Ваша задача: С чем во фрагменте о теориях исторического процесса сравнивается невозможность надежного руководства к историческому действию?

Предоставленный текст:
=======

Я думаю, даже оценка четыре, которую Тарле сам себе поставил, сильно завышена. Все наши исторические концепции — фантазии троечников, и это в самом-самом лучшем случае. Глобальная теория невозможна без известной доли хлестаковщины, без легкости в мыслях необыкновенной. Знаю это по себе и не осуждаю в других. Ни одна теория исторического процесса не может быть теорией в том смысле, который это слово получило в точных науках, не годится в качестве инструкции, руководства к действию. Только к прояснению интуиции, рожденной из глубины сегодняшнего исторического опыта — и подсказывающей один-два необходимых шага, но не больше. Надежное руководство к историческому действию так же невозможно, как эликсир бессмертия и философский камень.
Меня оторопь брала, когда Миша Бернштам, обожавший меня когда-то так, как потом обожал Солженицына, с восторгом подхватывал мои текучие мысли, все время менявшие направление, и превращал их в какие-то железобетонные конструкции, повисавшие над пропастью. Кажется, Галич тогда еще не написал своего стихотворения о человеке, который знает, как надо. Но я не раз испытывал тот же страх.
Ад вымощен теориями, которые непобедимы, потому что они истинны, и все руководства к действию давно взяты на учет преисподней. Мои теории — не руководства к действию. И я надеюсь, что они никогда не победят.

=======

(Фрагменты данных разметки местоположений)
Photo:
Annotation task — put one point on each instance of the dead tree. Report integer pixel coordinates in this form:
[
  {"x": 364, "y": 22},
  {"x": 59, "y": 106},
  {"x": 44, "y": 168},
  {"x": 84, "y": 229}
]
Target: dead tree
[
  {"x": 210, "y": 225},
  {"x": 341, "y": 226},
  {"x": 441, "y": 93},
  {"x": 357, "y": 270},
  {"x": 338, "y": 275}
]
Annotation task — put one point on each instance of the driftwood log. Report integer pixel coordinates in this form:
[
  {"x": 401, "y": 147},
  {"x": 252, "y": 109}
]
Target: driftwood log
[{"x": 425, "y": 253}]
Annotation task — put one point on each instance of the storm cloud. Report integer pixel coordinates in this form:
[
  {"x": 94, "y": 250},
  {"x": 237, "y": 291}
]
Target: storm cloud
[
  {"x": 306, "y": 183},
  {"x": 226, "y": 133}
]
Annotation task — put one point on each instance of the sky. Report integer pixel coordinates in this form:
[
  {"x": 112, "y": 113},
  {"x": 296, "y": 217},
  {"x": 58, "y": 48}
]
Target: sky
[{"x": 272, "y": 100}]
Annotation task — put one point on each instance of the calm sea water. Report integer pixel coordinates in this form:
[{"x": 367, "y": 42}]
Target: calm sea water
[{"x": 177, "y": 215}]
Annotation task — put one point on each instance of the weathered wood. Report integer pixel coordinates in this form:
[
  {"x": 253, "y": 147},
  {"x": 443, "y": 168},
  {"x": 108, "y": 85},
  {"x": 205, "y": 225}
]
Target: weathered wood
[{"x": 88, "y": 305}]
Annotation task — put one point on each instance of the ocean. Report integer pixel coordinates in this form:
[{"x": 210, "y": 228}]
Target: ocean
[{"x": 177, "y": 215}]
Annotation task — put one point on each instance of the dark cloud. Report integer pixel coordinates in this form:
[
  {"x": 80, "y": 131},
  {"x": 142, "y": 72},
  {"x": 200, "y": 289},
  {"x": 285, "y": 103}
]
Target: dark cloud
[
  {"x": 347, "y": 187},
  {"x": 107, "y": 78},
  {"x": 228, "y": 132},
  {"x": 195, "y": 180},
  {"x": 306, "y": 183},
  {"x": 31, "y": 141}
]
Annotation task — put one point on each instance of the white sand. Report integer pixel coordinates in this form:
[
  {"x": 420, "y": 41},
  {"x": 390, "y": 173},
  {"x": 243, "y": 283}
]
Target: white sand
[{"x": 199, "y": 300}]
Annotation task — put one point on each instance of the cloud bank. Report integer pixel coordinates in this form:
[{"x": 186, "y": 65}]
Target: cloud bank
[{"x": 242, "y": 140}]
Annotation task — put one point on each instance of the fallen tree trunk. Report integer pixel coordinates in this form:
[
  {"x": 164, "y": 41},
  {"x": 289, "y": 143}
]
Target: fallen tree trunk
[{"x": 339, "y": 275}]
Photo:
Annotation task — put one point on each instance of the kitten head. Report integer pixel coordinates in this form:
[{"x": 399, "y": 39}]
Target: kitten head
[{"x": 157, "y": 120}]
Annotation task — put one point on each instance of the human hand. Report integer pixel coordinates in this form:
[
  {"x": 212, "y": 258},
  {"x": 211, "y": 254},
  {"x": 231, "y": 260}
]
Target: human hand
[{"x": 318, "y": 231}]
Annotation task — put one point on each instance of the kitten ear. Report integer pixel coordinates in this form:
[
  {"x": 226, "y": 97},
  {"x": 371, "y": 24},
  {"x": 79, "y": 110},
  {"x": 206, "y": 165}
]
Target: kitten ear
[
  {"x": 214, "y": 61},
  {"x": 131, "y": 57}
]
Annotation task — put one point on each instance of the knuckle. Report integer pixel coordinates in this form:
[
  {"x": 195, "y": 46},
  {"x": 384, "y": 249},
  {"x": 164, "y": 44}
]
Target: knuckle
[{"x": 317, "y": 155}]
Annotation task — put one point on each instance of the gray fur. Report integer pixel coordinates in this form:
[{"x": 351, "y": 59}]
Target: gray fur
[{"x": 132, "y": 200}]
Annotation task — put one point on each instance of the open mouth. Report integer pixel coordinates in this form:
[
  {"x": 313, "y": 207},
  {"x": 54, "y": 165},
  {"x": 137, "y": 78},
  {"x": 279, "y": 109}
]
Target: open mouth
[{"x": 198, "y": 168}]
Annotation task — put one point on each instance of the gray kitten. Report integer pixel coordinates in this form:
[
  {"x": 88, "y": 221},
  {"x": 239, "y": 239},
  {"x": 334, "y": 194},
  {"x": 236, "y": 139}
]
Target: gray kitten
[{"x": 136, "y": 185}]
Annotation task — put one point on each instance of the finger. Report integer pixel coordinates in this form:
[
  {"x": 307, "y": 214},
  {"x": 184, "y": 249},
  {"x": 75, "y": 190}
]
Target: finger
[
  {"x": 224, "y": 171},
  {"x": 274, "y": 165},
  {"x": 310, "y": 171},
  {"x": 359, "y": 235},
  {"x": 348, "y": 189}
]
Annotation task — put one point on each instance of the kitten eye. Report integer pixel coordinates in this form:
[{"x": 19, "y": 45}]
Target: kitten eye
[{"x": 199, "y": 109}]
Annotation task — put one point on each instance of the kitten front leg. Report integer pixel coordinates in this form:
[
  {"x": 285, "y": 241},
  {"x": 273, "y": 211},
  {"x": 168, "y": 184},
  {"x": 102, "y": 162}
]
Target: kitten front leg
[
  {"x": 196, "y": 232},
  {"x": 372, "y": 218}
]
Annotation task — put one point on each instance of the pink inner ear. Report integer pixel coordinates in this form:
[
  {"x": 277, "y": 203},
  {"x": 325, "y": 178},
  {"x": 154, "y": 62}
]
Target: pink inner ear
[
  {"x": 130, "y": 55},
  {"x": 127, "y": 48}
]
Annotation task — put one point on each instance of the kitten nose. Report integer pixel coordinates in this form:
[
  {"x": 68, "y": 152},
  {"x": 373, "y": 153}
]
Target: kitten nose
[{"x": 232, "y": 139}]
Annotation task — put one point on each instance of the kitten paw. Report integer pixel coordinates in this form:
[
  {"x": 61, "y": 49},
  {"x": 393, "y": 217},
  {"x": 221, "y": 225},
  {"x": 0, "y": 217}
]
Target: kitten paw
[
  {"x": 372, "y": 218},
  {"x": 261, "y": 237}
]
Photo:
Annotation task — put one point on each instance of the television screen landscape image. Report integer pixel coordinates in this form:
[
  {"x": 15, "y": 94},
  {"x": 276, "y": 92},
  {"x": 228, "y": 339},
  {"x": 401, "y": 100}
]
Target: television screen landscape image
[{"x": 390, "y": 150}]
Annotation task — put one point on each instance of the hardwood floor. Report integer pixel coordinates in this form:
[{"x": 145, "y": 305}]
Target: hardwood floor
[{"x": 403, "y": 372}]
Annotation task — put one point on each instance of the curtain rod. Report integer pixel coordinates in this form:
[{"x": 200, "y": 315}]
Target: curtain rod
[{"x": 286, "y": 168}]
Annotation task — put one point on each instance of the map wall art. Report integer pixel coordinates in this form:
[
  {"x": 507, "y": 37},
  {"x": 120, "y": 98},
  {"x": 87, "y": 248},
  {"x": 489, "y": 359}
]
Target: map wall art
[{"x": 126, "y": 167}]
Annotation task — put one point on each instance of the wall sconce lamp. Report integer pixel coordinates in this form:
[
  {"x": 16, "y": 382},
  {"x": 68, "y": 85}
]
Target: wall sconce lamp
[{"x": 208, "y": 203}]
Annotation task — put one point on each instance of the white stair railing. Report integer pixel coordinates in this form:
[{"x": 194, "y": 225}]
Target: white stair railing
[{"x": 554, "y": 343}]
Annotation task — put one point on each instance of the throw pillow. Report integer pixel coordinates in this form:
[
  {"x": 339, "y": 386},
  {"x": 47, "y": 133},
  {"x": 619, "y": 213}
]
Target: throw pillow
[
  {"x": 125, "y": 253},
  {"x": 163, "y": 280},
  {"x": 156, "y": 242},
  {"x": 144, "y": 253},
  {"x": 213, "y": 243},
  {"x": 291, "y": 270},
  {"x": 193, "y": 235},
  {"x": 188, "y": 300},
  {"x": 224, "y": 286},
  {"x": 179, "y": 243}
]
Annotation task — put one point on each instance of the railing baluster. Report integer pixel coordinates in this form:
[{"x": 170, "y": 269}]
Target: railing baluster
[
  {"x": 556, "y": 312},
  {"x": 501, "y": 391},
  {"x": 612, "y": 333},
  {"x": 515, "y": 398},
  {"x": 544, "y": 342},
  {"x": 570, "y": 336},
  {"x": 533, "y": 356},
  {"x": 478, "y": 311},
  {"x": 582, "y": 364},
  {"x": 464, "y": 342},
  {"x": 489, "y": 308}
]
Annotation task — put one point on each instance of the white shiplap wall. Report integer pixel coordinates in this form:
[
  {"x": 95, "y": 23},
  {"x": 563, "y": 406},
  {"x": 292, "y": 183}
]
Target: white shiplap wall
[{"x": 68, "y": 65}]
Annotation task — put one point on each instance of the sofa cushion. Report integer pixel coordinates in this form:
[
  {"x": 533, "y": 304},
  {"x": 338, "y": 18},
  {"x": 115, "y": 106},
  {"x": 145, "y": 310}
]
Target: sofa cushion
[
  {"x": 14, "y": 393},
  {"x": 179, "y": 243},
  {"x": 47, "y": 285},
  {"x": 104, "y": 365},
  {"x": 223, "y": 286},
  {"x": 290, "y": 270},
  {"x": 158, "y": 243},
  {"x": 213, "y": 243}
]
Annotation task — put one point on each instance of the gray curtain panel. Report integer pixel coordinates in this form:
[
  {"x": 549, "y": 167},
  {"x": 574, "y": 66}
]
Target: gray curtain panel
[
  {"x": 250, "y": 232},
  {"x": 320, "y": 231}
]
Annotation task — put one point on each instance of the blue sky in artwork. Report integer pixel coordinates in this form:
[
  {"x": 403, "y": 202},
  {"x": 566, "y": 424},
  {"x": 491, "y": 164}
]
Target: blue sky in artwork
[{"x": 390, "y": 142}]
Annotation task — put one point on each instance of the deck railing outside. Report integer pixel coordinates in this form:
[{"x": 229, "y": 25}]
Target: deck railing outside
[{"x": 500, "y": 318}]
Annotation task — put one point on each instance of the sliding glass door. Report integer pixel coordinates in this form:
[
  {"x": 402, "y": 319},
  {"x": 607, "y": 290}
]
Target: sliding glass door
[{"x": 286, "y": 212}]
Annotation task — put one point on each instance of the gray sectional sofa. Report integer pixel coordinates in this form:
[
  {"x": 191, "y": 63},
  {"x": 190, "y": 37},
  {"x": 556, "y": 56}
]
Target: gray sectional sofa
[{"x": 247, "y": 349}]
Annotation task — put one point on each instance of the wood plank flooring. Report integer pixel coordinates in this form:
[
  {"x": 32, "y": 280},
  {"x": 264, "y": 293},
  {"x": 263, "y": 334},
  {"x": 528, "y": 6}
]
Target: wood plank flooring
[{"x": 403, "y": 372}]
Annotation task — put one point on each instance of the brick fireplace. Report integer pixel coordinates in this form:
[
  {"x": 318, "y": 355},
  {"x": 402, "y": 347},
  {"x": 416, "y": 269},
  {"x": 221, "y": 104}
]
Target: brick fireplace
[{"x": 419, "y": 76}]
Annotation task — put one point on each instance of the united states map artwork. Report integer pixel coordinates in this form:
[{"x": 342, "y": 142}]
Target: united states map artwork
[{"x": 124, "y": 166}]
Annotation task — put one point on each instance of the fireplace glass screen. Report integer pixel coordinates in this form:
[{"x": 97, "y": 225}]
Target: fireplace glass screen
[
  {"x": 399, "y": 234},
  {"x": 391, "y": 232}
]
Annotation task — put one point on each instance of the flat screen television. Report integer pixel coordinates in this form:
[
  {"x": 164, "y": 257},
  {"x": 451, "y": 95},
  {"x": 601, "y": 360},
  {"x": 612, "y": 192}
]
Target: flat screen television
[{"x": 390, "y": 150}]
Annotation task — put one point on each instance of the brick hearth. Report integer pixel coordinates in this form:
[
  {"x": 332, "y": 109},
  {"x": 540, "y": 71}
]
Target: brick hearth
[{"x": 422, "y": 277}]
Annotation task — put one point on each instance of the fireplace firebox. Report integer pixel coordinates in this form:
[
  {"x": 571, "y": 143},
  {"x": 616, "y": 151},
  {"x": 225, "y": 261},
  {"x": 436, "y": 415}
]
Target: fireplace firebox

=======

Полный ответ: С эликсиром бессмертия и философским камнем.